## Gekozen fragment
Nadat Polycarpus ter dood was gebracht, wilden de gelovigen zijn lichaam meenemen; ze wensten ‘gemeenschap hebben met zijn heilige vlees’. (17.1). Dat klinkt luguber, maar moet worden gezien in het kader van het verlangen van de gelovigen om Polycarpus te begraven en om in staat te zijn bij zijn graf te bidden.
Het werd de gelovigen overigens niet makkelijk gemaakt. Nicetes, de vader van Herodes (de plaatselijke vorst die Herodes ook had ondervraagd) en broer van Alce, werd door de duivel gestimuleerd om de magistraat te vragen om het lichaam van Polycarpus niet aan de gelovigen te geven, met als argument dat ze wellicht Polycarpus zouden gaan vereren. (17.2) Het waren vooral Joden die Nicetes daartoe hadden aangezet.
Die [Joden] snapten niet dat we nimmer [...] Christus zullen verlaten, die leed voor de redding van hen die in de hele wereld gered werden, de vlekkeloze voor de zondaars, of om een ander te vereren. (17.2)De centurion liet, vanwege de problemen die de Joden veroorzaakten, Polycarpus dus totaal verbranden. (18.1)
Want [Christus] vereren we als de zoon van God; maar de martelaren hebben we lief als discipelen en navolgers van de Heer, zoals ze verdienen vanwege hun onvergelijkelijke loyaliteit aan hun eigen Koning en Leraar. Dat het ook ons gegeven worde om hun deelgenomen en medediscipelen te worden. (17.3)
Daarna namen we zijn gebeente mee, kostbaarder dan dure stenen en verfijnder dan goud, en we plaatsten dit op een gepaste plek. En daar, voorzover mogelijk, zal de Heer ons laten bijeenkomen met vreugde en blijdschap om de dag van zijn martelaarschap te vieren zowel ter nagedachtenis van hen die in vroeger tijden hebben gestreden en als oefening en training van wie dit in de toekomst zullen doen. (18.2-3)Er werd door de gelovigen blijkbaar grote waarde gehecht aan het stoffelijk overschot van Polycarpus. Niet om hem te vereren, maar ter nagedachtenis en om een nieuwe generatie gelovigen te trainen om zelf ook bereid te zijn tot het martelaarschap. Van heiligenverering lijkt me geen sprake, maar het is wel goed denkbaar hoe uit deze gewoonte een vorm van verering ontstond. J. Danielou concludeert hier:
We staan hier aan de wieg van martelaarsverering. De eucharistie wordt op hun graven gevierd. Als zij de folteringen overleven, worden zij in de gemeente het voorwerp van een zeer bijzondere hoogachting.[1]
Voetnoten:
[0] Michael Holmes, The Apostolic Fathers (Grand Rapids, 1992,2007), p. 298.
[1] J. Danielou, Geschiedenis van de Kerk Deel 1 (Hilversum, 1963), p. 143.

## Aangeleverd materiaal

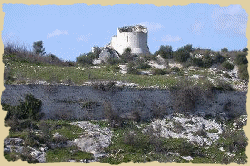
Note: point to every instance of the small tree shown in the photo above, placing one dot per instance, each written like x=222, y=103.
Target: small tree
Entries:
x=224, y=50
x=188, y=48
x=38, y=48
x=241, y=59
x=181, y=55
x=165, y=52
x=245, y=50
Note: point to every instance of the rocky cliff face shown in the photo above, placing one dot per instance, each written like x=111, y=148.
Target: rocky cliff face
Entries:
x=87, y=102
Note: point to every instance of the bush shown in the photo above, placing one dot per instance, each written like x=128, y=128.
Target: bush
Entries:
x=218, y=58
x=85, y=59
x=223, y=85
x=245, y=50
x=14, y=52
x=197, y=62
x=165, y=52
x=157, y=71
x=243, y=73
x=142, y=64
x=131, y=68
x=181, y=55
x=188, y=48
x=224, y=50
x=227, y=65
x=241, y=59
x=38, y=48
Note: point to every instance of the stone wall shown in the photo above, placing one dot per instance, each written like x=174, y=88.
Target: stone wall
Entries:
x=87, y=102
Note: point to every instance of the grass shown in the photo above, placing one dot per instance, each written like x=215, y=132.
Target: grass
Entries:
x=132, y=143
x=28, y=72
x=66, y=154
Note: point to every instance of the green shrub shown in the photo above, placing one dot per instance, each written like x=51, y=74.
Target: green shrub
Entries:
x=243, y=73
x=66, y=154
x=165, y=52
x=224, y=50
x=227, y=65
x=181, y=55
x=131, y=68
x=85, y=59
x=241, y=59
x=245, y=50
x=223, y=86
x=197, y=62
x=157, y=71
x=142, y=64
x=218, y=58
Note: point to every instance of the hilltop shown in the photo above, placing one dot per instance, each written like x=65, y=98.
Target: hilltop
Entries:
x=163, y=69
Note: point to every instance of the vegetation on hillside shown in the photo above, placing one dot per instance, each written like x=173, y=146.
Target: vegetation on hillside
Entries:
x=23, y=66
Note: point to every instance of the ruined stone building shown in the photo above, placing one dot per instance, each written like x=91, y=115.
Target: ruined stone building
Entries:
x=134, y=37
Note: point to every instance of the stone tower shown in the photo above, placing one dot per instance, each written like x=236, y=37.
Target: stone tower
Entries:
x=134, y=37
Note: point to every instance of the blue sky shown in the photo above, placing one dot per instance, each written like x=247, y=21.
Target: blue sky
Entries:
x=69, y=30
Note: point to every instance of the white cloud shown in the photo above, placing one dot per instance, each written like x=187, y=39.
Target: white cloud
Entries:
x=151, y=26
x=169, y=38
x=57, y=33
x=84, y=38
x=197, y=27
x=231, y=20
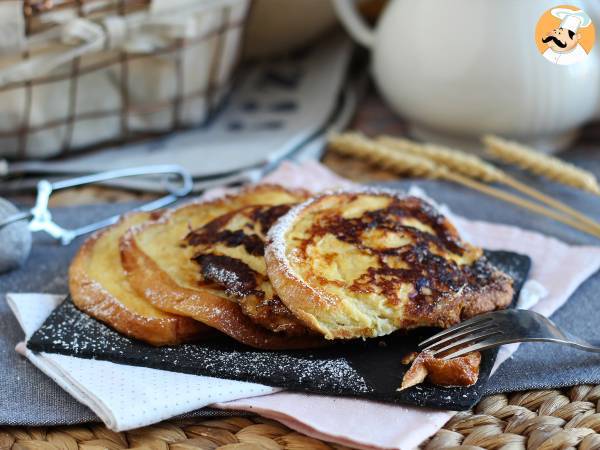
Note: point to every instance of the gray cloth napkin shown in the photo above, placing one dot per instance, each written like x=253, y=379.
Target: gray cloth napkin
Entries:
x=30, y=398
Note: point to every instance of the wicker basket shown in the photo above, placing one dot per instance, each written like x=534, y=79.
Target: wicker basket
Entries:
x=76, y=73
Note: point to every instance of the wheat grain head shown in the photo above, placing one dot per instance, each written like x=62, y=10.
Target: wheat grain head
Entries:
x=550, y=167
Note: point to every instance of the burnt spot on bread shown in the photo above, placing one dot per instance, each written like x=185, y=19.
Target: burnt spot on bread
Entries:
x=433, y=275
x=267, y=216
x=246, y=228
x=253, y=240
x=233, y=275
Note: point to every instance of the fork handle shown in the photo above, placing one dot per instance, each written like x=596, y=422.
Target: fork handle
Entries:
x=572, y=342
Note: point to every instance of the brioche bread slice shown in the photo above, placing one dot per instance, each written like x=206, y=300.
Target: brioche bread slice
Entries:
x=99, y=287
x=229, y=251
x=367, y=263
x=161, y=267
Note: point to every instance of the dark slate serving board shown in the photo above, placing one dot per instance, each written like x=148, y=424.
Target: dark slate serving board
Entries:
x=368, y=369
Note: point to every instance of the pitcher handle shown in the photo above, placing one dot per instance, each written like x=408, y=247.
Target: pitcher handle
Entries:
x=358, y=28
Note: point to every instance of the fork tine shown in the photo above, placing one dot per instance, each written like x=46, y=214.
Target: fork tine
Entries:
x=470, y=339
x=468, y=323
x=482, y=345
x=463, y=333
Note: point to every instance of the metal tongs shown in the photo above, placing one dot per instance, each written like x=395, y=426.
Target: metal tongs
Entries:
x=40, y=218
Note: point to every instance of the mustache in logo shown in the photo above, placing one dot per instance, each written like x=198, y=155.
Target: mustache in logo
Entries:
x=556, y=41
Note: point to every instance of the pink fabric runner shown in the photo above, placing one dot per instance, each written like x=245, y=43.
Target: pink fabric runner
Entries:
x=371, y=425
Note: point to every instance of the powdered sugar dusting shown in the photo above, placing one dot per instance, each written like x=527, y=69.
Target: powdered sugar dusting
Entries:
x=69, y=331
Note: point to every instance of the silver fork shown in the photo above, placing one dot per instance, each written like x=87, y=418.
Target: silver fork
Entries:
x=498, y=328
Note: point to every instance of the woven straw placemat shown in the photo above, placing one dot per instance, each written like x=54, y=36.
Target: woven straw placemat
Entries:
x=548, y=420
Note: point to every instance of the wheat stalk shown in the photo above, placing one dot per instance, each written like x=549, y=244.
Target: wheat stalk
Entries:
x=464, y=163
x=547, y=166
x=474, y=167
x=358, y=146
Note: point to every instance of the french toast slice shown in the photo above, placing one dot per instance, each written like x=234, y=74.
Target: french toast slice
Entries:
x=367, y=263
x=99, y=287
x=161, y=267
x=229, y=251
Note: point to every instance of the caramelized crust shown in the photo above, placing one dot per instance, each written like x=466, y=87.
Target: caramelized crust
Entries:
x=461, y=371
x=161, y=268
x=99, y=287
x=229, y=251
x=364, y=264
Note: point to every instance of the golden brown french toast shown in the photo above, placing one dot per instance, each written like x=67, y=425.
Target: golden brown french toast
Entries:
x=367, y=263
x=100, y=288
x=229, y=251
x=161, y=267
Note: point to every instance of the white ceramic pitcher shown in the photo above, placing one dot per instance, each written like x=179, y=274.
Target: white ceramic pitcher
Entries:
x=458, y=69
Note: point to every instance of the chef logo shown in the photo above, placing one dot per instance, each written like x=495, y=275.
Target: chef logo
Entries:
x=565, y=35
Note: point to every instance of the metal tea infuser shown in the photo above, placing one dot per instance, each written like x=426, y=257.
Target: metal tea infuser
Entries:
x=17, y=226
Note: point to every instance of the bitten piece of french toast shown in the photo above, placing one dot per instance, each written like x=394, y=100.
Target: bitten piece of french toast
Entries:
x=367, y=263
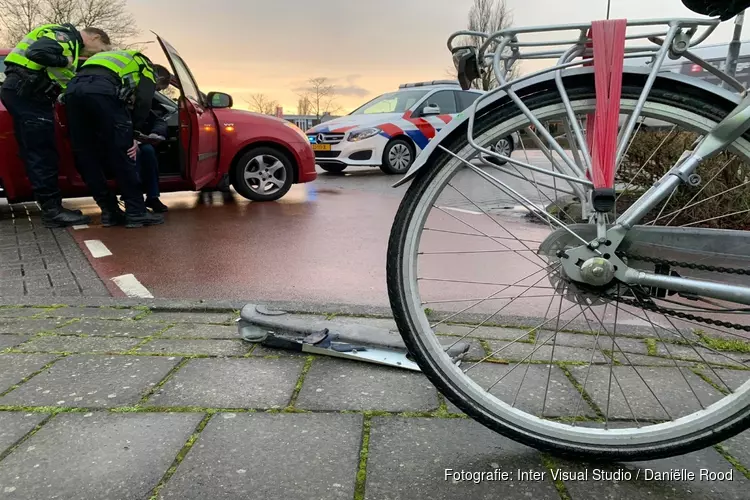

## Opdracht
Beantwoord deze vragen over de tekst over Polycarpus:
(a) Van wie was Nicetes de vader en van wie de broer?
(b) Wat liet de centurion met Polycarpus doen?
(c) Met welke twee dingen wordt het gebeente van Polycarpus vergeleken?

## Antwoord
(a) Hij was de vader van Herodes en de broer van Alce.
(b) Hij liet Polycarpus helemaal verbranden.
(c) Met dure stenen en met goud: het gebeente heet kostbaarder dan dure stenen en verfijnder dan goud.